# How to complete this task
What this exercise requires is a verbatim reproduction of the data below.

# Records for the task
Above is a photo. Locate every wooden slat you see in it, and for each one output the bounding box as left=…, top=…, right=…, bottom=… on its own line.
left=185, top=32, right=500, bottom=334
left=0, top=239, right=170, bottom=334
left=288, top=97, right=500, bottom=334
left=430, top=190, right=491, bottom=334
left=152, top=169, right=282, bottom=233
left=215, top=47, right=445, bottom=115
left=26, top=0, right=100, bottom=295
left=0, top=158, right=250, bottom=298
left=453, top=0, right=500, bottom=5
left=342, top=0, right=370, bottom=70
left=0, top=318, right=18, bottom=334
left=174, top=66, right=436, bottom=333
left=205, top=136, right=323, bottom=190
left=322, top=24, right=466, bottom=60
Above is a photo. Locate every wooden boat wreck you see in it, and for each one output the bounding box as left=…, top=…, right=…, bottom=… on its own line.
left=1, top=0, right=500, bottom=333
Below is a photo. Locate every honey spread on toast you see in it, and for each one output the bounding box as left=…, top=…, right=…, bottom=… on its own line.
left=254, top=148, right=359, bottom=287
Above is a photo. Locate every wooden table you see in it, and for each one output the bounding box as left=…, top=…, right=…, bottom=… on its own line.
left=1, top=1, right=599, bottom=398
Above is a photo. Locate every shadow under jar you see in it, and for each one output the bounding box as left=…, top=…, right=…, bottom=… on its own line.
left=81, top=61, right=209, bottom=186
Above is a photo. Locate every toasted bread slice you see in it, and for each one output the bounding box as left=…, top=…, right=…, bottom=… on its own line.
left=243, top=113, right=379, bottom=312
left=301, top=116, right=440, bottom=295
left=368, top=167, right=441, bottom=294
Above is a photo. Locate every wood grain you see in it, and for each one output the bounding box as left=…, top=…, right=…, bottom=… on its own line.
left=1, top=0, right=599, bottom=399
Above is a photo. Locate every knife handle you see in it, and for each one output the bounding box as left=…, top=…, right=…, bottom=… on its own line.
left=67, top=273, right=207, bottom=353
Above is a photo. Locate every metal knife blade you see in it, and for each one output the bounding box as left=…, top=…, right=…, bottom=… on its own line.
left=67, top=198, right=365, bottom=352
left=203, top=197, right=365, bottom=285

# Solution for this task
Above is a photo. Locate every wooden slat you see in it, and for each one output the bounding box as left=…, top=…, right=…, bottom=… on its own line.
left=185, top=32, right=500, bottom=334
left=0, top=239, right=170, bottom=334
left=288, top=97, right=500, bottom=334
left=430, top=190, right=491, bottom=334
left=152, top=169, right=282, bottom=233
left=215, top=47, right=445, bottom=115
left=26, top=0, right=100, bottom=295
left=0, top=158, right=250, bottom=298
left=453, top=0, right=500, bottom=5
left=342, top=0, right=370, bottom=70
left=0, top=318, right=18, bottom=334
left=174, top=66, right=436, bottom=333
left=205, top=136, right=323, bottom=190
left=322, top=24, right=466, bottom=60
Above is a photo. Locate every wooden boat wreck you see in it, and for each one output the bounding box as left=…, top=…, right=…, bottom=… on its own line.
left=1, top=0, right=500, bottom=333
Below is a photo. Locate every honey spread on toast you see in it, and for each one output the bounding box as left=…, top=…, right=…, bottom=… on its own line.
left=254, top=148, right=359, bottom=287
Above is a photo. Locate every wooden table you see in it, and for each one output the bounding box as left=…, top=…, right=…, bottom=… on its own line.
left=1, top=1, right=599, bottom=398
Above is a photo. Locate every shadow under jar you see in it, and for each one output the bounding box as left=…, top=…, right=…, bottom=… on its own line.
left=81, top=61, right=209, bottom=186
Above is a photo. Locate every toasted bread slice you see in it, and for each one output the bounding box as left=…, top=…, right=…, bottom=… on its own line.
left=243, top=113, right=379, bottom=312
left=301, top=116, right=440, bottom=295
left=368, top=167, right=441, bottom=294
Above is a photo. Locate every wood grain you see in it, and for each one output the bounding box as left=…, top=…, right=…, bottom=… on its own line.
left=1, top=0, right=599, bottom=399
Above is a photo. Locate every knife handle you see in it, and for each one output the bounding box as left=…, top=…, right=…, bottom=… on its own line.
left=67, top=273, right=207, bottom=353
Above is a photo. Locate every metal knife blade you see in it, and for each one output the bounding box as left=…, top=…, right=…, bottom=… on its own line.
left=67, top=198, right=365, bottom=352
left=203, top=197, right=365, bottom=285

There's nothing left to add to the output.